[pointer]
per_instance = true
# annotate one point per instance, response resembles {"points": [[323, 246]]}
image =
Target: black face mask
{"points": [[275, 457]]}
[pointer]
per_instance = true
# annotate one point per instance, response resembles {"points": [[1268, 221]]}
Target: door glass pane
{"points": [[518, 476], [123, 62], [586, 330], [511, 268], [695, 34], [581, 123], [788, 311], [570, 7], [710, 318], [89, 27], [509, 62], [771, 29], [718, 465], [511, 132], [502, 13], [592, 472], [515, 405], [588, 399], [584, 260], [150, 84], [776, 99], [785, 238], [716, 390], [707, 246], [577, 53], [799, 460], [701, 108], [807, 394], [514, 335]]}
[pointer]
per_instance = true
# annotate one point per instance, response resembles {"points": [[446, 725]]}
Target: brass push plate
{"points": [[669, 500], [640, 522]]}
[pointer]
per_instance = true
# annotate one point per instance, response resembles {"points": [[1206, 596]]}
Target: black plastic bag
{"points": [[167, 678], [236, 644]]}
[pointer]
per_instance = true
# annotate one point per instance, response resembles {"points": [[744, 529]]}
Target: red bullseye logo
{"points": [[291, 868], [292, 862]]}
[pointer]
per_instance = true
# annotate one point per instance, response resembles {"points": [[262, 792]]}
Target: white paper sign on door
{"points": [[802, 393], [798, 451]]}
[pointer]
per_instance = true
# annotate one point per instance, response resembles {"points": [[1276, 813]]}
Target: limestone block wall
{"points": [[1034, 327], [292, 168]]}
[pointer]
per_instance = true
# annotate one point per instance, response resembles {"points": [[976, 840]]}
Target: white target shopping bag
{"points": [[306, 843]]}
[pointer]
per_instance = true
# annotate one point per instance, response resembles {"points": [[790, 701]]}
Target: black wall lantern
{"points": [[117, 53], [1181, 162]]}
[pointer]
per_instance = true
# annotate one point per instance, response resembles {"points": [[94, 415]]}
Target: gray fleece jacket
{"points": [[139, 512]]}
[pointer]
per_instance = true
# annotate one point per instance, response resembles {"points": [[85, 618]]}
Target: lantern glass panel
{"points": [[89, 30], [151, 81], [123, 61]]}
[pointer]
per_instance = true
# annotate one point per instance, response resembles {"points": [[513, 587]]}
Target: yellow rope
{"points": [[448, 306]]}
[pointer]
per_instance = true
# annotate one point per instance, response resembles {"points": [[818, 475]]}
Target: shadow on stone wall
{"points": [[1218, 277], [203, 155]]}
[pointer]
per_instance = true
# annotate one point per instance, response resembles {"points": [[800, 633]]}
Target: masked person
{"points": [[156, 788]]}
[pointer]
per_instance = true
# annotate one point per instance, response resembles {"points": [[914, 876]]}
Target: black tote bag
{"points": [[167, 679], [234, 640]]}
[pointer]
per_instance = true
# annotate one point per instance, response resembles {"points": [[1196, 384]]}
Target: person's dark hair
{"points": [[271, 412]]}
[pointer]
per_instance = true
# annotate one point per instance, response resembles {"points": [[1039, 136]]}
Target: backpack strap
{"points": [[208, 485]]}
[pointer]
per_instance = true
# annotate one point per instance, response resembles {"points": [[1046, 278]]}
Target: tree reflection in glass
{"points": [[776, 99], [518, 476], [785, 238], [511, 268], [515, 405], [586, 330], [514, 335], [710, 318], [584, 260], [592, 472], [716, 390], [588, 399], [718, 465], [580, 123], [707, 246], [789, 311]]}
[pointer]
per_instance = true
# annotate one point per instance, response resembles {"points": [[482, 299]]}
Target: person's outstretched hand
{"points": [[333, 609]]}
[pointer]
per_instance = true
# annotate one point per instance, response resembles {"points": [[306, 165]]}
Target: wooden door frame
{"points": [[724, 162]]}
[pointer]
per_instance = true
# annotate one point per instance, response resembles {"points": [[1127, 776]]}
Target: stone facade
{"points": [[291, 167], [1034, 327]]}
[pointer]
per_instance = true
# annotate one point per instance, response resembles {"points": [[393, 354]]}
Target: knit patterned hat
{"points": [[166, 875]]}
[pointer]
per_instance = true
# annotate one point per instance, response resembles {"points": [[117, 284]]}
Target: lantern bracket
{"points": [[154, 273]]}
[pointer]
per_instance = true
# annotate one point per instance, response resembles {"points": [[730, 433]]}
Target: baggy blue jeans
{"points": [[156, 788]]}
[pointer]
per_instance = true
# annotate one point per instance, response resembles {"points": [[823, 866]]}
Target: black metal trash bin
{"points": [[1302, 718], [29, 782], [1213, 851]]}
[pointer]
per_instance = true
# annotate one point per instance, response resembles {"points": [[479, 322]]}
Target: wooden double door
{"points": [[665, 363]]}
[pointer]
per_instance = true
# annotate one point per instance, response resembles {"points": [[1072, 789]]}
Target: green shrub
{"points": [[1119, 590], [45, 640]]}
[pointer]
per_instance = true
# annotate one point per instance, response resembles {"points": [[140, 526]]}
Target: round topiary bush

Goal of the exercise ::
Please report every line of the entries above that contains the word "white", noting that case counts.

Full response ::
Target: white paper sign on door
Target: white target shopping bag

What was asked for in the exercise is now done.